An exact copy of every record below is required, with the pictures left out.

● ● ● ● ● ● ●

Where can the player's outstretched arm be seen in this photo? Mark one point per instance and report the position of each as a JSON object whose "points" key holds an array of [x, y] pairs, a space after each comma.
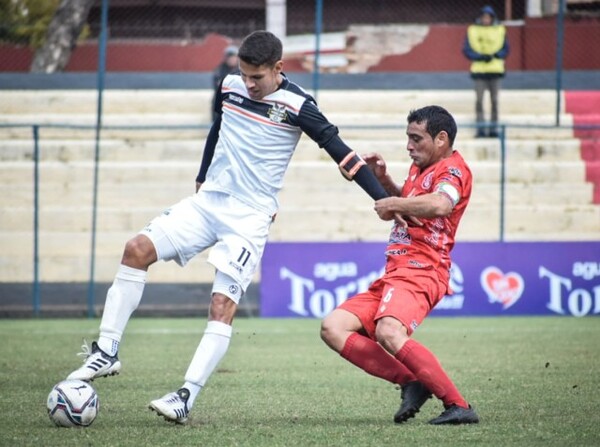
{"points": [[353, 167], [209, 151], [376, 163]]}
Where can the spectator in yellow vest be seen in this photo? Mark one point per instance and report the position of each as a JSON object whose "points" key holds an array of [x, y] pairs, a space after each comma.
{"points": [[486, 46]]}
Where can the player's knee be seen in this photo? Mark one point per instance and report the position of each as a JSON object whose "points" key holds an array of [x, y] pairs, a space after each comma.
{"points": [[390, 334], [139, 252], [222, 308]]}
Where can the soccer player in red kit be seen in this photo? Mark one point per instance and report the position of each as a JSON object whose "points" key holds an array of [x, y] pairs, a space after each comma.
{"points": [[372, 329]]}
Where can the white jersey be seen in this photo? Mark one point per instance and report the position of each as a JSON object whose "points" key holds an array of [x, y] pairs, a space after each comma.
{"points": [[257, 140]]}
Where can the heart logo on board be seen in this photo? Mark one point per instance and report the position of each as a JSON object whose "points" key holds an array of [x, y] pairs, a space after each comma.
{"points": [[504, 288]]}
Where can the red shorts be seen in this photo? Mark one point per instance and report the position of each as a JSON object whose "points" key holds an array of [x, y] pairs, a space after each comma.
{"points": [[406, 294]]}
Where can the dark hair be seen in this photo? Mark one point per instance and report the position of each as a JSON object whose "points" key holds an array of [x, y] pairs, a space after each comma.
{"points": [[261, 48], [437, 119]]}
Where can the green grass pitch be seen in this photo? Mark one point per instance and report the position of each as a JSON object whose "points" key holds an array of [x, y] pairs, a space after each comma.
{"points": [[533, 381]]}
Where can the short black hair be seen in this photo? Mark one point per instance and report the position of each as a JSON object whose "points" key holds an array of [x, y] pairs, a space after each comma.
{"points": [[261, 48], [437, 119]]}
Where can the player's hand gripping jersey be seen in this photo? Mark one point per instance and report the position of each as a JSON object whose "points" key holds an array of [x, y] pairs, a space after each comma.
{"points": [[249, 148], [428, 246]]}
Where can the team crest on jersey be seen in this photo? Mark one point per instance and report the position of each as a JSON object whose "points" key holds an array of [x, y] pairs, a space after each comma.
{"points": [[277, 113], [455, 171], [399, 235], [427, 181]]}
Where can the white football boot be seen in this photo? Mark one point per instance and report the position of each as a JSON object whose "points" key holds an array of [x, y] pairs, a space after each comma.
{"points": [[96, 363], [172, 406]]}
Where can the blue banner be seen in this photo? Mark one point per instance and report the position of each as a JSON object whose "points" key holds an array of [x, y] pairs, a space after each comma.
{"points": [[488, 278]]}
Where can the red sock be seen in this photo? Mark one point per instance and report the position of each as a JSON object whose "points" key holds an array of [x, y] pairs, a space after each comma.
{"points": [[372, 358], [426, 367]]}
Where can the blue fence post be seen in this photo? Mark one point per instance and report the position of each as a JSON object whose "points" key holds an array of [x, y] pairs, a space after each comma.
{"points": [[36, 226], [560, 32], [502, 178], [318, 29], [101, 72]]}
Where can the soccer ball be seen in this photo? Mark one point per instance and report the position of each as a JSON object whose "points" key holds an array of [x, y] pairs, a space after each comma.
{"points": [[73, 403]]}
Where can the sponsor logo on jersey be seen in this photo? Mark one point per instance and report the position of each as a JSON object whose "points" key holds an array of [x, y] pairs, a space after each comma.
{"points": [[277, 113], [399, 235], [415, 264], [396, 252], [455, 171]]}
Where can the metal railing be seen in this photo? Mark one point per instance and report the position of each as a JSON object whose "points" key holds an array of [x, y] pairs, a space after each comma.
{"points": [[35, 132]]}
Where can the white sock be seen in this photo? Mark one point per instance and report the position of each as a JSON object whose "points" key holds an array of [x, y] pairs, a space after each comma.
{"points": [[121, 300], [210, 351]]}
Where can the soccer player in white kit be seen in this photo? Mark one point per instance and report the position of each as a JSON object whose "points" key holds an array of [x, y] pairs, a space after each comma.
{"points": [[261, 118]]}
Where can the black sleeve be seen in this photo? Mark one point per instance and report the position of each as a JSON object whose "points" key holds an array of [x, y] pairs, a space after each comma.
{"points": [[209, 149], [325, 134]]}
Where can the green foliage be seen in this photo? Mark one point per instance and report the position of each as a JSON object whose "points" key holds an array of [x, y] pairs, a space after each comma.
{"points": [[25, 22], [533, 381]]}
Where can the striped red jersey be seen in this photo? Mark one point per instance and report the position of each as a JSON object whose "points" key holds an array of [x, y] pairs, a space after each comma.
{"points": [[429, 246]]}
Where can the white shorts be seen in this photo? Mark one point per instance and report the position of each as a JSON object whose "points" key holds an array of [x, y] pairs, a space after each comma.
{"points": [[237, 232]]}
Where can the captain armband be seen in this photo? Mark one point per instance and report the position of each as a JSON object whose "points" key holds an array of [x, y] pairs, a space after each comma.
{"points": [[350, 165]]}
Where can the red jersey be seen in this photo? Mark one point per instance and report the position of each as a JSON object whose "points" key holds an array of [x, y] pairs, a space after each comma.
{"points": [[429, 246]]}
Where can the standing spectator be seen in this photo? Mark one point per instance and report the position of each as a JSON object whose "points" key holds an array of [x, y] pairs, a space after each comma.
{"points": [[486, 46], [228, 65], [261, 116], [372, 330]]}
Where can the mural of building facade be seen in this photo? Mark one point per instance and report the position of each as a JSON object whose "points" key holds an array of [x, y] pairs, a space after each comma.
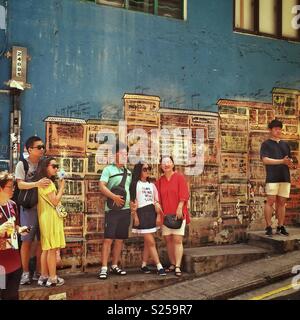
{"points": [[192, 74], [226, 199]]}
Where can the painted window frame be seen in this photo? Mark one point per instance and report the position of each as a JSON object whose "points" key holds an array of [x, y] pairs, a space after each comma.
{"points": [[156, 2], [278, 33]]}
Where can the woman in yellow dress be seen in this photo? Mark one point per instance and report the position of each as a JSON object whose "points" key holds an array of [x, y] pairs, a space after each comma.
{"points": [[51, 226]]}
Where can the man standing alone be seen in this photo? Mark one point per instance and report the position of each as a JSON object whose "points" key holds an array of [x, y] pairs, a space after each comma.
{"points": [[276, 155]]}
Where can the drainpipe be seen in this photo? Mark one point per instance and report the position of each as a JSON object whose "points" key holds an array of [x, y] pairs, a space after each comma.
{"points": [[15, 129]]}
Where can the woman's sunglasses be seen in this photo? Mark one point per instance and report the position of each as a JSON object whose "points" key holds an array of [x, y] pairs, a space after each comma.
{"points": [[40, 147]]}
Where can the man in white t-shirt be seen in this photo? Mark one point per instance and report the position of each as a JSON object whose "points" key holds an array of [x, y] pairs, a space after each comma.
{"points": [[29, 217]]}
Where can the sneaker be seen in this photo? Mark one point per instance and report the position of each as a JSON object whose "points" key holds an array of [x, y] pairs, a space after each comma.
{"points": [[103, 274], [25, 279], [282, 230], [269, 231], [145, 269], [42, 281], [118, 271], [161, 272], [52, 283], [36, 276]]}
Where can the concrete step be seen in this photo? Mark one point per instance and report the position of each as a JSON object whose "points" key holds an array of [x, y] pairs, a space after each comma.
{"points": [[86, 286], [205, 260], [276, 243]]}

● ● ● ● ● ● ●

■ **Task response**
Where can the player's outstretched arm be seen in this photo? Mark one point per instance and report the position of each as a JSON object whose "points" key holds an array of [x, y] pairs, a space after each comma.
{"points": [[353, 167], [209, 151], [376, 163]]}
Where can the spectator in yellow vest be seen in this photo? Mark one point per instance and report the position of each as a JSON object whose "points" key holds an array of [x, y] pairs, a space after each comma.
{"points": [[486, 46]]}
Where can the player's knee be seen in this photo? Mark one point per instance and report the position of each as a JSON object whose "points" key holds an array of [x, y] pairs, a space after each comma.
{"points": [[390, 334], [139, 252], [222, 308]]}
Where can the soccer player in red kit be seen in this photo? Mark one point per instance and report the position of each as a JSON object whose "points" key holds an array of [x, y] pairs, a space after each comma.
{"points": [[372, 329]]}
Where can the white jersey be seen in this photo? Mark one point per instance and report the position of each as a JSON object whose "points" key holds an array of [x, y] pairs, a space after each comma.
{"points": [[257, 140]]}
Where can the heart logo on board be seen in this photo? Mark one point per instance and report the position of each as a JSON object whose "points" key holds an array of [x, y] pairs, a space after each comma.
{"points": [[504, 288]]}
Where can the red shorts be seen in this photo? Mark one point per instance and report the position of each as a JSON object whose "points" key holds an array of [x, y] pairs, a space after each comma.
{"points": [[406, 294]]}
Where can the dark hair be seen in this photo? Mark one point per instance and report the position of each as a JSON object whose "points" key holds an array of [x, y] pairs, a space after each comma.
{"points": [[261, 48], [437, 119]]}
Where can the green grass pitch be seen in this photo? Mark one point per instance and report the position of each as a JSON object whose "points" key holds an array of [x, y] pairs, a space after each comma.
{"points": [[533, 381]]}
Where can the short black hair be seen in this photo? Mark one point per instance and report the position of each as a JSON object whose "points" key holds an array of [x, y] pairs, a space after each comma.
{"points": [[261, 48], [437, 119]]}
Where can the player's hand gripping jersey be seen in this photo? Mark one point per instance and report the position of each as a JSON object whose "points" key holds an array of [x, y] pairs, a space after each comma.
{"points": [[249, 148], [428, 246]]}
Where can the team crest on jersey be seen in this photo? Mark one point per instance and report the position of each as a JSON object whose "points" key holds an array of [x, y] pairs, a space after each comma.
{"points": [[277, 113], [455, 171], [399, 235], [427, 181]]}
Where can the white football boot be seen in this photo? Mark one point per instance and report the position of each as a JSON object whose "points" key holds an array of [x, y] pairs, a space after each comma.
{"points": [[96, 363], [172, 406]]}
Where can the blue banner be seen in this photo? Mark one point per instance and report the position of each as a JSON object whose "points" key holds an array of [x, y] pairs, a space after each comma.
{"points": [[488, 278]]}
Where can the red sock be seen in this photo? Mark one point per instance and report the position of each as a JSON object whose "points" key holds an array of [x, y] pairs, a space after each comma.
{"points": [[372, 358], [426, 367]]}
Where can the blue fence post be seen in this photo? Mark one point per instance and report the position of each as a JSON object whose "points" key holds an array of [x, y] pairs, a space after each comma.
{"points": [[36, 226], [560, 32], [502, 178], [318, 29], [101, 72]]}
Where can the soccer ball be seen in this photo? Mark one point per instance and report the position of each as a JSON object whose "points" key holds an array of [x, y] pairs, a space after each comma.
{"points": [[73, 403]]}
Where can the sponsor logo on jersey be seen in this photo? Mark one point per instance and report the position of each as a JSON object whose "points" key holds an array of [x, y] pairs, a space after each comma.
{"points": [[277, 113], [399, 235], [415, 264], [396, 252], [455, 171]]}
Where can the metal railing be seen in this photo? Mark one point per instance and report the position of each as a JSON object whose "points" key holds an array of [x, y] pairs, a space after each comma.
{"points": [[35, 132]]}
Where can the white sock be seen in this photo? Mark one point per instance and report the position of each as a JSON object whose "points" key holds an array of [x, y] pairs, a space after each comma.
{"points": [[121, 300], [210, 351]]}
Where can the soccer player in white kit be seen in this photo? Mark one point per instance and report the position of each as a JSON object whose "points" key holds an array of [x, y] pairs, a space after each comma.
{"points": [[261, 118]]}
Where can the black sleeve be seen in this photo? Mark one point per instance and report the position of each as a JSON object whose "points" key holds an array of [x, y] pairs, a space after each comma.
{"points": [[209, 149], [325, 134]]}
Where can the green foliage be seen in this photo? Mark one point per instance and report the position of each as a JSON object whose "points" key holds an array of [x, y] pairs, a space after each comma.
{"points": [[25, 22], [533, 381]]}
Where can the striped red jersey be seen in this photo? Mark one point per instance and report the position of each as a JSON object whose "points" key holds an array of [x, y] pairs, a space after each comma.
{"points": [[429, 246]]}
Where can the white shorts be seen in this photo? Mark one point per instance and report the position of each as a JSON object whose "points" key holds an array of [x, y] pairs, a space after each comma.
{"points": [[237, 232]]}
Where can the captain armband be seen in this photo? Mark one point per instance and report the position of each as a JSON object whose "points" key holds an array of [x, y] pairs, a space after each comma.
{"points": [[350, 165]]}
Where can the red jersey be seen in this photo? Mark one point per instance and report the position of each as a JSON object whose "points" key holds an array of [x, y] pairs, a space after each comma.
{"points": [[429, 246]]}
Where can the standing spectator be seen in this photo? Mark one point per instance and report the position of each as a JSON object whose "points" key holds an array of [x, y] pairs, a space after each comma.
{"points": [[486, 46], [228, 65], [261, 116], [372, 330]]}
Where can the mural of building facade be seen in this photo? Mark one point per instance and report the position of each as a JSON object whose "points" key holds an array of [x, y] pairs, a space after each comma.
{"points": [[192, 74], [226, 199]]}
Where can the painted window frame be seen in this photo? Mark one point per instance and report the position of each as a JSON object whose "points" key holds an array of [x, y] pairs, a space after each comma.
{"points": [[156, 2], [278, 33]]}
Where can the woman in yellow dress be seen in this photo? Mark one point per instance and report the position of each as a JSON object whose "points" key holds an array of [x, y] pairs, a space after each comma.
{"points": [[51, 226]]}
Where can the man standing alone be seen in this photo? Mark one point per instance and report the position of each as a JSON object whose "points" key holds an array of [x, y] pairs, a space after each comma.
{"points": [[276, 155]]}
Where can the drainpipe be seen in this photo? Mark one point per instance and report the position of each as a JSON object whose "points" key holds an array of [x, y] pairs, a space after each comma.
{"points": [[15, 129]]}
Where can the woman's sunglasses be seen in this photo? Mark one point per instance and report the position of each as a JSON object whose "points" key holds an array of [x, y] pairs, a space after each comma.
{"points": [[40, 147]]}
Where can the man in white t-shirt be seen in this photo? Mark one point per instance and report the position of each as a JSON object whose "points" key holds an array of [x, y] pairs, a space after each comma.
{"points": [[29, 217]]}
Where can the sneaker be seen in this photo? Mark one point per instance and report the position of each as a JSON object whose "points" key holds an array of [x, y] pairs, a space after each comma.
{"points": [[103, 274], [25, 279], [282, 230], [269, 231], [145, 269], [42, 281], [118, 271], [161, 272], [52, 283], [36, 276]]}
Where can the concrete step be seen in this photo? Mark one point per instance and report the position of each as a JSON object whose "points" key holds an array of [x, y] pairs, a space after each comma.
{"points": [[86, 286], [205, 260], [276, 243]]}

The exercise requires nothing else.